▸ **Work task A**
Using the court passage on Ganser’s Syndrome, decide whether each statement agrees with it: (i) the worker can return to his former job; (ii) the WCJ found the accidental injury did not come from a psychologically traumatic event outside the worker’s usual experience; (iii) compensation benefits were awarded for a physical injury. Answer yes or no for each, quoting the deciding words.
▸ **Work task B**
In the court passage on Ganser’s Syndrome, on what date did the accident occur?
▸ **Work task C**
Carry the court passage on Ganser’s Syndrome further, starting after its last sentence.

17. Ganser’s Syndrome is causally related to the April 13, 1989 accident, but is not a primary mental impairment within the Act, nor is it secondary to a physical injury.
*79530. Worker’s disability from Ganser’s Syndrome is causally related to the accident of April 13, 1989.
31. Worker is unable to return to his former job.
32. Worker would not likely benefit from vocational rehabilitation. This is because of the Ganser’s Syndrome.
At least one of the WCJ’s conclusions of law also relates to the nature of the disability caused by the Ganser’s Syndrome:
16. Worker is not entitled to weekly benefits based on Ganser’s Syndrome, as that condition fits neither primary, nor secondary impairment definitions so as to render it compensable.
Under Section 52-l-24(B), a worker can' recover for primary mental impairment only “when the accidental injury involves no physical injury.” The present ease clearly involved a physical injury, for which compensation benefits were awarded. Worker’s injury therefore does not fall within the definition of primary mental impairment. Moreover, the WCJ expressly recognized that the accidental injury “in this case did not derive from a psychologically traumatic event outside of the Worker’s usual experience.” There is also no evidence in the record to show that Worker was predisposed to such a psychological disorder or that such an accident “would evoke significant symptoms of distress in a worker in similar circumstances.” Section 52-l-24(B). These factors provide a second basis for the WCJ’s conclusion that Worker’s Ganser’s Syndrome is not within the statutory definition of a primary mental impairment.

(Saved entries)
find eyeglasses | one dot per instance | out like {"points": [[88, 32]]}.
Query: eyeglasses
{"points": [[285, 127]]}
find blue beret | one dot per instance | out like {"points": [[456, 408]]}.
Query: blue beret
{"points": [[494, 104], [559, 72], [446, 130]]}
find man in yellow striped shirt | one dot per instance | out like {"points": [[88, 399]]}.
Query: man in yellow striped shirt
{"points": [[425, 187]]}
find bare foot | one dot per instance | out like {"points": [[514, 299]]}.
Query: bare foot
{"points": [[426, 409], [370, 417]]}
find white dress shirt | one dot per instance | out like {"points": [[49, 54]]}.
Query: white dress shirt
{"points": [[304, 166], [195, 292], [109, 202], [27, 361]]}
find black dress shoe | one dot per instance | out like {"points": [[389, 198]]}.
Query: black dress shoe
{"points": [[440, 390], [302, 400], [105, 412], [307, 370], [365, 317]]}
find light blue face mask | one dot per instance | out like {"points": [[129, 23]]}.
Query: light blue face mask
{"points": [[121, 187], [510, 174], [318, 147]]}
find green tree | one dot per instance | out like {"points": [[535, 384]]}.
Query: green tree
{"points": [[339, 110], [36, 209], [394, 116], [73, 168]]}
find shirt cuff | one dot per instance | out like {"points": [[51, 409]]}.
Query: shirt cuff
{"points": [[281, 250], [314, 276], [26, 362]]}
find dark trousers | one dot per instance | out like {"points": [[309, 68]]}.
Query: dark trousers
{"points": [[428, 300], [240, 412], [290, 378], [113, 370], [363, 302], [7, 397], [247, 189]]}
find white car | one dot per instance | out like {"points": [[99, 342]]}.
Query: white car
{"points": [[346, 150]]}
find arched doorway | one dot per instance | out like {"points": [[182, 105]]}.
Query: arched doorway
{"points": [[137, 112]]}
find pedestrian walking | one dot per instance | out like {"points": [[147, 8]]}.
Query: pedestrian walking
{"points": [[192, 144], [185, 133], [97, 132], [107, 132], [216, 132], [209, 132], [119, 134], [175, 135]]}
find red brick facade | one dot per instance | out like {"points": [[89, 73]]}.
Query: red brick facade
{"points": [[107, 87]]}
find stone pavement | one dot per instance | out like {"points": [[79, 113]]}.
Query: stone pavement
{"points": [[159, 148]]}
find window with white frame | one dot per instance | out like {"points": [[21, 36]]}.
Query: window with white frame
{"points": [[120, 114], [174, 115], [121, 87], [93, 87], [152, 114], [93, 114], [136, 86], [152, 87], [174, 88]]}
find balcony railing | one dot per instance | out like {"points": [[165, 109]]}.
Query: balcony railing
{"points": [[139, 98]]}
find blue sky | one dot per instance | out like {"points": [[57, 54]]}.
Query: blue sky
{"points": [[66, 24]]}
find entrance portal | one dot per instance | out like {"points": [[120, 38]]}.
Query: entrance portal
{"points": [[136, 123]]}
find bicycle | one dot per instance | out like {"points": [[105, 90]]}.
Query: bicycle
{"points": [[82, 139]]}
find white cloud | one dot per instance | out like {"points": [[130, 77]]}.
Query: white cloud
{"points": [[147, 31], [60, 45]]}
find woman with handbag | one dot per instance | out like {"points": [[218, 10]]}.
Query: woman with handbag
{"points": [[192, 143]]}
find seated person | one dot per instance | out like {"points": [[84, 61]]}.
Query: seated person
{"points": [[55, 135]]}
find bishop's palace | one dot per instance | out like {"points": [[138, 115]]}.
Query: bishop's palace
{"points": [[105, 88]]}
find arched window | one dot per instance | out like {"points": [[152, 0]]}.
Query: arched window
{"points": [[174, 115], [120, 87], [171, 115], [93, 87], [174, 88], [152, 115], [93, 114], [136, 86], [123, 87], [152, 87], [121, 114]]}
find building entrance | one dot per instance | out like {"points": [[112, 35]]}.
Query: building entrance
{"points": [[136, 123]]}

▸ **Task output A**
(i) No: "Worker is unable to return to his former job."
(ii) Yes: "in this case did not derive from a psychologically traumatic event outside of the Worker’s usual experience."
(iii) Yes: "for which compensation benefits were awarded."

▸ **Task output B**
April 13, 1989.

▸ **Task output C**
In order to recover for a secondary mental impairment the mental illness must be the result of a physical impairment. We agree with Worker that it was not necessary for him to prove the Ganser’s Syndrome was caused by a physical injury to the brain. Under the clear language of Section 52-1-24(C), however, Worker was required to prove that the Ganser’s Syndrome resulted from a physical impairment of some nature. After reviewing the evidence, the WCJ concluded, “[t]he Ganser’s Syndrome does not derive from a physical impairment caused by an accidental injury, but is rather directly related to the accident of April 13, 1989.” Worker does not argue that there is not substantial evidence to support the WCJ’s decision but rather that there was evidence from which the WCJ could have concluded that the Ganser’s Syndrome was the result of a physical impairment caused by the accident. However, the fact that there is other evidence upon which a lower court could have reached a different conclusion does not make its decision erroneous. Jay Walton Enters, v. Rio Grande Oil Co., 106 N.M. 55, 60, 738 P.2d 927, 932 (Ct.App.), cert. denied, 106 N.M. 7, 738 P.2d 125 (1987). Here, there is substantial evidence that Worker’s injury was not the result of a physical impairment and thus is not within the definition of a secondary mental impairment under Section 52-l-24(C).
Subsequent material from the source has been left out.